◆ Recorded data:
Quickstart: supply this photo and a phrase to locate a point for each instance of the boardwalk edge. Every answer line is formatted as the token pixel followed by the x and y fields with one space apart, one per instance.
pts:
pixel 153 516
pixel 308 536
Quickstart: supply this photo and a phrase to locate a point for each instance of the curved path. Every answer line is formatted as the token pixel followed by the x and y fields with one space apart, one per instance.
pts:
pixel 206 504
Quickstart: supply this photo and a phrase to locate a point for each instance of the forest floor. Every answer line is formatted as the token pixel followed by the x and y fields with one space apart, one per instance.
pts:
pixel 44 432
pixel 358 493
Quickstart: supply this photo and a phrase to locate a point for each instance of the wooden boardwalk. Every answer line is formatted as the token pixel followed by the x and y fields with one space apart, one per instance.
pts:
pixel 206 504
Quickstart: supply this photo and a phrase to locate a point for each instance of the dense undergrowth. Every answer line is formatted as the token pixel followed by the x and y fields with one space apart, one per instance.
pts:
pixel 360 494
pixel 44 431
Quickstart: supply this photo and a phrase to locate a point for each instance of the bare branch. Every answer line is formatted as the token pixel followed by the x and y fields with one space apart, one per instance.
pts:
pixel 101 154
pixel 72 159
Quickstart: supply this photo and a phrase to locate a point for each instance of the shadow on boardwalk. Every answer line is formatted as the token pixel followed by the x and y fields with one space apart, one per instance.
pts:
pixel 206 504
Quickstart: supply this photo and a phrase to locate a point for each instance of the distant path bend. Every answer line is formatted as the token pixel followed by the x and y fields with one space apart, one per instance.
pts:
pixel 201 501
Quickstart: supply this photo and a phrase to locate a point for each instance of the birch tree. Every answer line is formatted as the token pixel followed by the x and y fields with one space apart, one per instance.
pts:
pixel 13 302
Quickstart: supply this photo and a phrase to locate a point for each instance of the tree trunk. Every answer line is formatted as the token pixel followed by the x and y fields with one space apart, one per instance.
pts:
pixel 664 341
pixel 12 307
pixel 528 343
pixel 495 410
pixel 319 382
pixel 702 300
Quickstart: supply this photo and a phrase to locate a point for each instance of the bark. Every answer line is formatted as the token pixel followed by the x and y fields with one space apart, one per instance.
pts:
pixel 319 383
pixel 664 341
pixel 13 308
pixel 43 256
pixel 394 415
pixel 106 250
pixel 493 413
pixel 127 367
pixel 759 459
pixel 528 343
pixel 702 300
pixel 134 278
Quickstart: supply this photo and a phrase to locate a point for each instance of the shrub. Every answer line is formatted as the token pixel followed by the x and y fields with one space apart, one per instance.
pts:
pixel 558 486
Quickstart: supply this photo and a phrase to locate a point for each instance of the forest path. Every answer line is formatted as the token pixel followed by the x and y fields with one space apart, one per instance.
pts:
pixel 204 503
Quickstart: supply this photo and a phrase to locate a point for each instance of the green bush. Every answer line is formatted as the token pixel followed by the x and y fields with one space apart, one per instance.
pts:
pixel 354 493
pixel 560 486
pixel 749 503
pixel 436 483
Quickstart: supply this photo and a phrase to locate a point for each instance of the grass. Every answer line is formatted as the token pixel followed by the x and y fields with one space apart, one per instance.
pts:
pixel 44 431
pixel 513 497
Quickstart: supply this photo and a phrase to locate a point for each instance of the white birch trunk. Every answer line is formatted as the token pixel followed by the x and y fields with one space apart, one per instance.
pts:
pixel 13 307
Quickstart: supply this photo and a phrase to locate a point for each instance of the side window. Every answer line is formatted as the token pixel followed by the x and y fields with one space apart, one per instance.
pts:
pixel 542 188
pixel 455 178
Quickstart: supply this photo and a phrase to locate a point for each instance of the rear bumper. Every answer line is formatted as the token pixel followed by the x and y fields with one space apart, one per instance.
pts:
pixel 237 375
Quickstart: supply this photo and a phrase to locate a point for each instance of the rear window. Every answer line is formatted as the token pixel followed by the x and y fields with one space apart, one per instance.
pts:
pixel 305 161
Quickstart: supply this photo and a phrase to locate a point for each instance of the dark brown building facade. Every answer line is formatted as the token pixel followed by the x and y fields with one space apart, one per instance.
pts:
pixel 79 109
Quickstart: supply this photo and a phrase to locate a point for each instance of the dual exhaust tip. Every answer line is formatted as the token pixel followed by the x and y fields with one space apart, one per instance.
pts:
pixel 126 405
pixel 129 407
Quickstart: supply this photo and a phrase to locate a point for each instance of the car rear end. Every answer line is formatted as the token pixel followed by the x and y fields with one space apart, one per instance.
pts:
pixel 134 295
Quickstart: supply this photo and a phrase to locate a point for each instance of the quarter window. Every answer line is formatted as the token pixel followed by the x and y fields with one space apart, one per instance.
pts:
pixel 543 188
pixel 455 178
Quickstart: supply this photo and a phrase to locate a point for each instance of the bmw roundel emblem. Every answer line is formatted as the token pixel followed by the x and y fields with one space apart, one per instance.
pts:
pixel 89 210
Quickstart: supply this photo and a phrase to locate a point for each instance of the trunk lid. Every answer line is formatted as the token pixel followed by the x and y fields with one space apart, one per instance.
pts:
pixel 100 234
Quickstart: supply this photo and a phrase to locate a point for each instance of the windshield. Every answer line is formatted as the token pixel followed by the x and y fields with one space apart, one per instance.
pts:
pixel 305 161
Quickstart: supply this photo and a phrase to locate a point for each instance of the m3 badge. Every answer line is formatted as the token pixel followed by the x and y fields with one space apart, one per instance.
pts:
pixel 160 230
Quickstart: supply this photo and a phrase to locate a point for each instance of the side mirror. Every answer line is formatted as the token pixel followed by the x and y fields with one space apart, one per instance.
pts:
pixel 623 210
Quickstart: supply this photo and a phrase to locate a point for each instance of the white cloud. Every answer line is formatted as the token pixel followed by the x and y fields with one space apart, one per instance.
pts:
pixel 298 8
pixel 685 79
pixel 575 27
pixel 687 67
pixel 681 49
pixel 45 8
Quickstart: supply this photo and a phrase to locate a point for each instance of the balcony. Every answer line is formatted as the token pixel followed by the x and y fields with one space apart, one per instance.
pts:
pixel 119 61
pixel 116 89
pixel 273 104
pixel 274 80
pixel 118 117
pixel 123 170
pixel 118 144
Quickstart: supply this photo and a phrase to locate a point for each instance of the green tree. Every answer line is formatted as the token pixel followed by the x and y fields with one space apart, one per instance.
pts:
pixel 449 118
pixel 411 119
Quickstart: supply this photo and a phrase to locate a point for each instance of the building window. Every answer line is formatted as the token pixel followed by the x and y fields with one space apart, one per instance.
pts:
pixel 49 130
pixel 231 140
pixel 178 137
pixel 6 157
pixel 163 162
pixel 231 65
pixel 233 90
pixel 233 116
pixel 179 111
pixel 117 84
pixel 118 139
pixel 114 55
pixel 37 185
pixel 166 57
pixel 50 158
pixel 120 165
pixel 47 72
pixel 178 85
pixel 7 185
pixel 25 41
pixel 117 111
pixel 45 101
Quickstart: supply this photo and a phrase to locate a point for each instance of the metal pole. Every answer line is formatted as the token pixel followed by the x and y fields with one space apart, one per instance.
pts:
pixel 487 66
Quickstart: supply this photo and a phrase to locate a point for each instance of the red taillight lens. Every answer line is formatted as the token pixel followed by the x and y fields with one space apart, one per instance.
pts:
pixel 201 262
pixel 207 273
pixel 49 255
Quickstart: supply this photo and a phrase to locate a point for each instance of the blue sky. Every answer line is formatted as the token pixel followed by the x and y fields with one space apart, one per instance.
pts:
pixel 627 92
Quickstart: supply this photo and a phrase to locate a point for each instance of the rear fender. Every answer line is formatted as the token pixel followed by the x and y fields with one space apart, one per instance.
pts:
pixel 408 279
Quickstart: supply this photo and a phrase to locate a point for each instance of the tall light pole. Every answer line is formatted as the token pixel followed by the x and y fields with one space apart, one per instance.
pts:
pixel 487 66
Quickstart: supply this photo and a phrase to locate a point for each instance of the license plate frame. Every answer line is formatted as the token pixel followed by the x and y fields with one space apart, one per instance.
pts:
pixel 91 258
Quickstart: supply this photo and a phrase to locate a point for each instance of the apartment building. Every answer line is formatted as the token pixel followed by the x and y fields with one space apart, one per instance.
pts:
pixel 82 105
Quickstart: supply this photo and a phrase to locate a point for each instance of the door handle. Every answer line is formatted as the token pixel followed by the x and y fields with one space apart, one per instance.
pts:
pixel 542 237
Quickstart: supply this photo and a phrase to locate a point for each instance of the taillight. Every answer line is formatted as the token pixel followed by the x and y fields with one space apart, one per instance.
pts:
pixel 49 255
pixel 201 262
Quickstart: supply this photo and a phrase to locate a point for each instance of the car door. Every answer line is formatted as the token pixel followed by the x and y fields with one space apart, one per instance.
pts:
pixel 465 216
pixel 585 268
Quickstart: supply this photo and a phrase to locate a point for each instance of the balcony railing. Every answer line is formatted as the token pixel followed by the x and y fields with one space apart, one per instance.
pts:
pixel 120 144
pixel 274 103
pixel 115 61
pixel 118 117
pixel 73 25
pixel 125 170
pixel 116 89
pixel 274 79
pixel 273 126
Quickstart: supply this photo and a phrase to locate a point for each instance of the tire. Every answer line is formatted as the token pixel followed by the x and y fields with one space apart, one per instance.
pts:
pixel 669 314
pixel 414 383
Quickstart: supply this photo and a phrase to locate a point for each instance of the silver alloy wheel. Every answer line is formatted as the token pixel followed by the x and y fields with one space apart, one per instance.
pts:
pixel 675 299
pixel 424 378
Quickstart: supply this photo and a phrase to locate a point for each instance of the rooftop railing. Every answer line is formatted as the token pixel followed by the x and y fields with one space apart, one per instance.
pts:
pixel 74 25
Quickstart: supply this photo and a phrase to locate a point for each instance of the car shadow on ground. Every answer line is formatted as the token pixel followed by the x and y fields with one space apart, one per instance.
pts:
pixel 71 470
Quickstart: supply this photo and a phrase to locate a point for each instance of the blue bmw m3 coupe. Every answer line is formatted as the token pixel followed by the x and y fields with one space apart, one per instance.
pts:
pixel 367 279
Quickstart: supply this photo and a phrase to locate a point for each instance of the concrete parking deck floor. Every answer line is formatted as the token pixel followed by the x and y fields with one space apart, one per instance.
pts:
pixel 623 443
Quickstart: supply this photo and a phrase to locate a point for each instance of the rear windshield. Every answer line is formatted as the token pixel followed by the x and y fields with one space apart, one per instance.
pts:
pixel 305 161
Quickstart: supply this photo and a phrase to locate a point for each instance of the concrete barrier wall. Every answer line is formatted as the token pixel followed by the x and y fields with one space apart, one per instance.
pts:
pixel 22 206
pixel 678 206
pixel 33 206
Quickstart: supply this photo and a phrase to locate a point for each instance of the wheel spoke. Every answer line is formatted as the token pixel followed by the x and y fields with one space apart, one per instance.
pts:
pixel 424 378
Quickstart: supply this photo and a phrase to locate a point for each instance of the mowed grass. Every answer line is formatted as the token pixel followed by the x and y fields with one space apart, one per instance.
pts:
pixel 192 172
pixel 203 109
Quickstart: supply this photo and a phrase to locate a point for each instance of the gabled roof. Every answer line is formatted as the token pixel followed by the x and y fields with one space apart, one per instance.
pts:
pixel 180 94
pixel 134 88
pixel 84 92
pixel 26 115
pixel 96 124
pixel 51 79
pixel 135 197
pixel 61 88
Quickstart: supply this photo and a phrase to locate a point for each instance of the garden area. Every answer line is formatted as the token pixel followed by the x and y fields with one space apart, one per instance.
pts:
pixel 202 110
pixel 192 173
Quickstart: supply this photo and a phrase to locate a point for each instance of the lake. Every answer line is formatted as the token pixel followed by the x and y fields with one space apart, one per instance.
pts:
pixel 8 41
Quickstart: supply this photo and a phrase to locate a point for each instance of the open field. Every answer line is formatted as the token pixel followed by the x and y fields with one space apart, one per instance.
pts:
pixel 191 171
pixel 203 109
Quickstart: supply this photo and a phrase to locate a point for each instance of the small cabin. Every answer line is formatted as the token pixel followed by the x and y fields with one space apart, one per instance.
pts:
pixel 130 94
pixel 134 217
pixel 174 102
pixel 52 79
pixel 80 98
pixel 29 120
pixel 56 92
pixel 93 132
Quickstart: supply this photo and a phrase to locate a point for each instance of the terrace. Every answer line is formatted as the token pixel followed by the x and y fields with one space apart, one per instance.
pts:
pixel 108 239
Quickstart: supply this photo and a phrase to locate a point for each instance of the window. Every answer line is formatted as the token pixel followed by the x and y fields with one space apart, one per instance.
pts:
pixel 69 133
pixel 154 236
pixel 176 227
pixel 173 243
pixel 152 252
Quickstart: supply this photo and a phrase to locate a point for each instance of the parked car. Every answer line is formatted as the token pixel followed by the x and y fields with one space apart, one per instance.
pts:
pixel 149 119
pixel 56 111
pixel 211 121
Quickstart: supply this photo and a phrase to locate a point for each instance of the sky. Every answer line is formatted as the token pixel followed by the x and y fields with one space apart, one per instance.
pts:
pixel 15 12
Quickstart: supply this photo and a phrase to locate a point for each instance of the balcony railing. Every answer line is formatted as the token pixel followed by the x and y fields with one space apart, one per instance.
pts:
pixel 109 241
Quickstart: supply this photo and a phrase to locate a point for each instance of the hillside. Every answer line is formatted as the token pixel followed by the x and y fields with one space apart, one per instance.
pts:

◆ Aim of the exercise: Each line above that contains the word "grass" counts once; give the total and no other text.

◆ Finished exercise: 2